• Written task: Decide whether each statement below agrees with the comment, answering yes or no and quoting the words from the comment that settle it. 1. The writer calls 'A Sockful...' more frenetic than 'Wolverhampton'. 2. The writer says their music stays with noise rather than moving between approaches. 3. The writer expects writing and music making to show more differences than similarities.

As do these correspondence exchanges. So thank you for exchanging, housut my friend.

x

trousers said...

Well, thank you very much for your comments and thoughts on 'Wolverhampton' - and I do appreciate you listening. You'll find 'A Sockful...' rather more frenetic, it has to be said. Which isn't necessarily a bad thing or a good thing, just a thing.

Yes, I probably did play it up to be a more difficult prospect than it possibly is - some of them have their moments in that respect, but I tend to go back and forth between melody, texture and noise.

I do think there are some clear analogies between writing and music making, yes. It's still very much that transference, that sense of making something real and tangible that was previously going round one's head - and everything that's involved in the process of externalising what was previously internal. In fact I would say that what you've written in your last comment, about writing, holds perfectly true for music - so yes, the thoughts and feeling you describe are a direct equivalent, and hold just as true, in my experience at least.

I suspect there will be many more similarities than differences, in the process and principles at least, regardless of the obvious formal differences.

• Data listing:

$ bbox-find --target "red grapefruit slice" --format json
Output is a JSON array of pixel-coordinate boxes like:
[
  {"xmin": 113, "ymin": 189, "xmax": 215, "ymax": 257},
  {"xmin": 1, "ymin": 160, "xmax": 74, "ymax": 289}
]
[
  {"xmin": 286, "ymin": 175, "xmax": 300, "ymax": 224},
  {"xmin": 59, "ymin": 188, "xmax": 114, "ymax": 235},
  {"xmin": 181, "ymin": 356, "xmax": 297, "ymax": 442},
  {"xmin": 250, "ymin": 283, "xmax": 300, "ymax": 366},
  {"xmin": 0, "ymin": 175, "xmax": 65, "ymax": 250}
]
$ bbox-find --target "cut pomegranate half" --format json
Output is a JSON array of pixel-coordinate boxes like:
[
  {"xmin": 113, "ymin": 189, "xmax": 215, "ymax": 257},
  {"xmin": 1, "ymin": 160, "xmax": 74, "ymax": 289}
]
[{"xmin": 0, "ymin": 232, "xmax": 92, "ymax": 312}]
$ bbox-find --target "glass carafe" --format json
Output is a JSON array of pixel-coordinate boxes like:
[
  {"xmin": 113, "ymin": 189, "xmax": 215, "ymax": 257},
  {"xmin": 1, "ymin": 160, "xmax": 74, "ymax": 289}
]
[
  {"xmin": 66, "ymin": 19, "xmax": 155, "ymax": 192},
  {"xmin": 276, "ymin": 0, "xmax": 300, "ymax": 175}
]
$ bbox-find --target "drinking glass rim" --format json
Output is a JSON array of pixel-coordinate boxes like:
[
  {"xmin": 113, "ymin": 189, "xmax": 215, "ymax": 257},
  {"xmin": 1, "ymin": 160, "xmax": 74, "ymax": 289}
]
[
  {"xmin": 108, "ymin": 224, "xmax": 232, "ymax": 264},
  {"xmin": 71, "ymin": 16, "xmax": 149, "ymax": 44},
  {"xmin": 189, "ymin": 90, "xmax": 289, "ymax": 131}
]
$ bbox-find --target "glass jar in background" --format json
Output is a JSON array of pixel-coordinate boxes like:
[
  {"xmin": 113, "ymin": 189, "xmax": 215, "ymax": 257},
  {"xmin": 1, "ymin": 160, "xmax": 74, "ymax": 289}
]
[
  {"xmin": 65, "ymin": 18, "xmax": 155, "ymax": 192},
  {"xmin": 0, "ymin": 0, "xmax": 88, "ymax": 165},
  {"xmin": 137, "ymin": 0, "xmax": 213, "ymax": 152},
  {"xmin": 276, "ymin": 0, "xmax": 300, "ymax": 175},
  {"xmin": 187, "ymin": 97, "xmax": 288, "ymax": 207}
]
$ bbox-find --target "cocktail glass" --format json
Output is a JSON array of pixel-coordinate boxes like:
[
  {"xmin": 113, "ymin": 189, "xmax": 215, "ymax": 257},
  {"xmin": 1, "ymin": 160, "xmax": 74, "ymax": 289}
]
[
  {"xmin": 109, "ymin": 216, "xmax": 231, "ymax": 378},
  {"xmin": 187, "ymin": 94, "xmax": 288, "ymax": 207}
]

• Output of the exercise:
1. Yes: "You'll find 'A Sockful...' rather more frenetic, it has to be said."
2. No: "I tend to go back and forth between melody, texture and noise."
3. No: "I suspect there will be many more similarities than differences"